Stored entries
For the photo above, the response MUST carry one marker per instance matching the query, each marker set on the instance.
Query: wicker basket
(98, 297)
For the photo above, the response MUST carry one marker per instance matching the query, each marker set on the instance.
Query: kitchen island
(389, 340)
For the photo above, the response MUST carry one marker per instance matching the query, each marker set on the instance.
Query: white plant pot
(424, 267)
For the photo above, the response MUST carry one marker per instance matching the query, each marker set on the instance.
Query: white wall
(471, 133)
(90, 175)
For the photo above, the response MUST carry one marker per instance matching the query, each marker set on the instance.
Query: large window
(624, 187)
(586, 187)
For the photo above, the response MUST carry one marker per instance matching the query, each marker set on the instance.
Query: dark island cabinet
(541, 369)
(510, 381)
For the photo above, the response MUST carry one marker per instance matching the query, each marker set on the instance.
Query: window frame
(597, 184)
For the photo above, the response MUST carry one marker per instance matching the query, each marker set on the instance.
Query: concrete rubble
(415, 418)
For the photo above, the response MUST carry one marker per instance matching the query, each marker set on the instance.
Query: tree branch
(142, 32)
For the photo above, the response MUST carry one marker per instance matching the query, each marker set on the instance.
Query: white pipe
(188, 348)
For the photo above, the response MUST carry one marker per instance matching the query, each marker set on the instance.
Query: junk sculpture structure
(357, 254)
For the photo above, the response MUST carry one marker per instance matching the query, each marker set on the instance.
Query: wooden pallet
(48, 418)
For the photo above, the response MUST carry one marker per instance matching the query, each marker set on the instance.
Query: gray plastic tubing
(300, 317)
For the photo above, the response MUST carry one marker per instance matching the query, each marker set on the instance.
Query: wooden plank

Requirement → Every entry must be retyped in full, exactly as given.

Output for this task →
For the photo above, the response MUST carry one marker per instance matching the query, each marker set on the instance.
Query: wicker basket
(98, 297)
For the photo above, the response MUST carry one marker per instance matching the query, each marker set on the instance.
Query: kitchen island
(389, 340)
For the photo above, the response MUST carry one marker per instance matching the query, each marker set on the instance.
Query: white plant pot
(424, 267)
For the photo above, the response MUST carry one marker per instance matching the query, each marker set on the instance.
Query: white wall
(471, 133)
(90, 175)
For the photo above, the response MUST carry one marker per instance matching the query, each marker set on the instance.
Query: large window
(624, 187)
(586, 187)
For the photo above, the response MUST carry one marker per instance matching the query, each marker set on the instance.
Query: dark island cabinet
(541, 369)
(510, 381)
For the photo above, the response MUST carry one marker per instance matching the query, each marker set on the instance.
Query: window frame
(597, 184)
For the photo above, the response MUST carry one marker per instance matching the query, each marker set on the instance.
Query: concrete rubble
(415, 418)
For the photo above, the response MUST carry one marker per instance matching the query, each marker set on the instance.
Query: tree branch
(142, 32)
For the photo above, the response MUST carry one marker per instance matching the query, each marker set on the instance.
Query: white pipe
(188, 348)
For the photo above, the response MUST carry one marker per instance matching the query, each marker set on the instance.
Query: junk sculpture structure
(357, 254)
For the photo above, the response MUST carry one marker per instance matching the query, each marker set on the instance.
Query: wooden pallet
(48, 418)
For the photo above, the response MUST carry one marker per instance matching the query, each marker set on the instance.
Query: gray plastic tubing
(300, 317)
For the photo above, the response MUST carry one marker per instance matching the query, each marker set on the instance.
Query: wooden plank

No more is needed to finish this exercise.